Este espaço é para ser compartilhado entre aqueles que acreditam que incluir é respeitar o outro e a si mesmo, contribuindo para a construção de uma sociedade justa e plena! "Este espacio es para ser compartido por quienes creen que incluir y respetar a otros o a así mismos, contribuye a construir una sociedad más justa y plena" Prof. Saulo C Silva

sexta-feira, 16 de janeiro de 2009

Sem cerca de arame farpado

Autoria: Teresa da Costa D´Amaral

Não estamos em guerra. Nem mesmo procuramos esconder com cerca de arame farpado. Mas o Brasil tem seu próprio campo de concentração. Mantemos entre nós aproximadamente dois milhões de brasileiros deficientes sobrevivendo sem nenhuma possibilidade de acesso à saúde, educação, à reabilitação.
A Organização das Nações Unidas calcula que a população deficiente em países com as características sócio-econômicas do Brasil é 10% da população global. Assim, cerca de 15 milhões de brasileiros portam algum tipo de deficiência, mental, física ou senrorial. Nem estatísticas oficiais temos. E se juntarmos a esse número os estudos que dizem que 12% da população vivem com até meio salário-mínimo, teremos em torno de dois milhões de deficientes sobrevivendo com essa renda familiar.
A Nação brasileira mantém cerca de dois milhões de brasileiros presos em suas deficiências, sem as mínimas condições de respeito ao ser humano. Cegos sem bengalas, amputados sem muletas, paraplégicos sem cadeiras de rodas, surdos sem comunicação, deficientes mentais isolados, todos vivendo no fundo do nosso quintal, no nosso quarto dos fundos, como se o mundo já não vivesse as grandes perspectivas de integração do deficiente.

| PEDIDOS |
1 – Repita um trecho do texto sobre deficiência no Brasil. Comece nas palavras "Sem cerca de" e pare depois de "educação, à reabilitação.".
2 – No último parágrafo do texto sobre deficiência no Brasil, liste cada grupo de pessoas citado, junto com o que lhe falta ou a situação em que vive.

| TRECHO DOS DADOS |
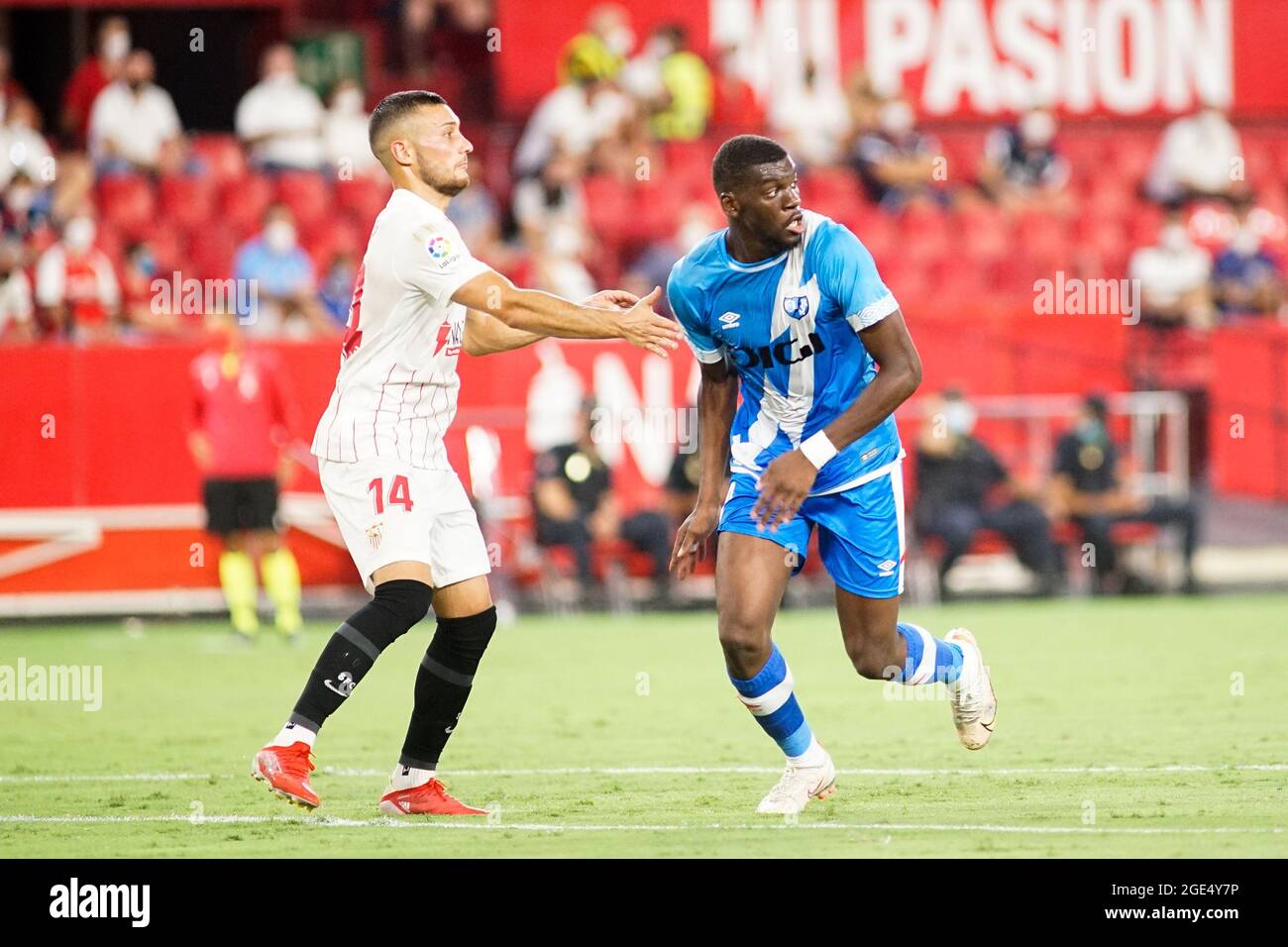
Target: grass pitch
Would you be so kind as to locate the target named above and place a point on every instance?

| RESPOSTAS |
1 –
Sem cerca de arame farpado

Autoria: Teresa da Costa D´Amaral

Não estamos em guerra. Nem mesmo procuramos esconder com cerca de arame farpado. Mas o Brasil tem seu próprio campo de concentração. Mantemos entre nós aproximadamente dois milhões de brasileiros deficientes sobrevivendo sem nenhuma possibilidade de acesso à saúde, educação, à reabilitação.

2 –
Cegos sem bengalas
Amputados sem muletas
Paraplégicos sem cadeiras de rodas
Surdos sem comunicação
Deficientes mentais isolados